Work request
To complete this task, print all the data below exactly but leave out the images.

Supplied data
=-=-=
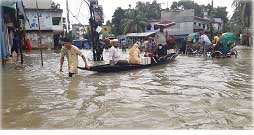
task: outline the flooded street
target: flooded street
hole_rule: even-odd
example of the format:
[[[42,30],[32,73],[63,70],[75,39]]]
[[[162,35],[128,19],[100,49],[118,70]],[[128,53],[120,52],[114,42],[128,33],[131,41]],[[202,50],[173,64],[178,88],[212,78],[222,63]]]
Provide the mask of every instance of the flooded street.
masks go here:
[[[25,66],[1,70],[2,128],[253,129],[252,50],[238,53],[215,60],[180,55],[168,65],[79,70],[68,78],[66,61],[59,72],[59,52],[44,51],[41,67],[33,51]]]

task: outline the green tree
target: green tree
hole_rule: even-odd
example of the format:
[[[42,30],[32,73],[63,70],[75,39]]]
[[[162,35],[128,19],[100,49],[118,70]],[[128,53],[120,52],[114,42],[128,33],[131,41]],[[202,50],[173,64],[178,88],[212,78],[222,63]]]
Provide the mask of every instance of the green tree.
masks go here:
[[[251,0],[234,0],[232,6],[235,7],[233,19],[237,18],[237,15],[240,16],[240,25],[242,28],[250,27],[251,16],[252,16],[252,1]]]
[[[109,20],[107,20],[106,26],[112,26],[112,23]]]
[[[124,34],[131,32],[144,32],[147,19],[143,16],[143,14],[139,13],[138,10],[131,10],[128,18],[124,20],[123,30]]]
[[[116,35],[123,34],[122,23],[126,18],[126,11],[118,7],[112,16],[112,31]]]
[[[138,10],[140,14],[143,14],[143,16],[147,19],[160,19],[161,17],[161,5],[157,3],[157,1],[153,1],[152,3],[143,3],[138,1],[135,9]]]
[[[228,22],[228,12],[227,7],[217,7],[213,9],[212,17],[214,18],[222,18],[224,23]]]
=-=-=
Result below
task: outline the flooded street
target: flooded street
hole_rule: even-odd
example of the format:
[[[42,30],[32,73],[63,70],[75,39]]]
[[[162,35],[128,19],[100,49],[118,70]],[[128,53],[120,52],[114,42],[128,33],[131,41]],[[202,50],[173,64],[178,88],[212,78],[222,63]]]
Provide the mask of every instance of the flooded street.
masks go here:
[[[25,66],[1,70],[2,128],[253,129],[252,50],[238,53],[215,60],[180,55],[168,65],[79,70],[68,78],[66,61],[59,72],[59,52],[44,51],[41,67],[33,51]]]

task: outline the green tree
target: green tree
hole_rule: even-odd
example of the format:
[[[42,30],[32,73],[63,70],[75,39]]]
[[[162,35],[128,19],[100,49],[118,70]],[[128,53],[120,52],[114,42],[128,33],[131,41]],[[202,50],[173,64],[178,88],[212,78],[222,63]]]
Provide the mask of every instance of the green tree.
masks go here:
[[[251,0],[234,0],[232,6],[235,7],[233,19],[237,18],[237,15],[240,16],[240,25],[242,28],[250,27],[251,16],[252,16],[252,1]]]
[[[109,20],[107,20],[106,26],[112,26],[112,23]]]
[[[124,34],[131,32],[144,32],[147,19],[143,16],[143,14],[139,13],[138,10],[131,10],[128,18],[124,20],[123,30]]]
[[[116,35],[123,34],[122,23],[126,18],[126,11],[118,7],[112,16],[112,31]]]
[[[138,10],[140,14],[143,14],[143,16],[147,19],[160,19],[161,17],[161,5],[157,3],[157,1],[153,1],[152,3],[143,3],[138,1],[135,9]]]
[[[228,22],[228,12],[227,7],[217,7],[213,9],[212,17],[214,18],[222,18],[224,23]]]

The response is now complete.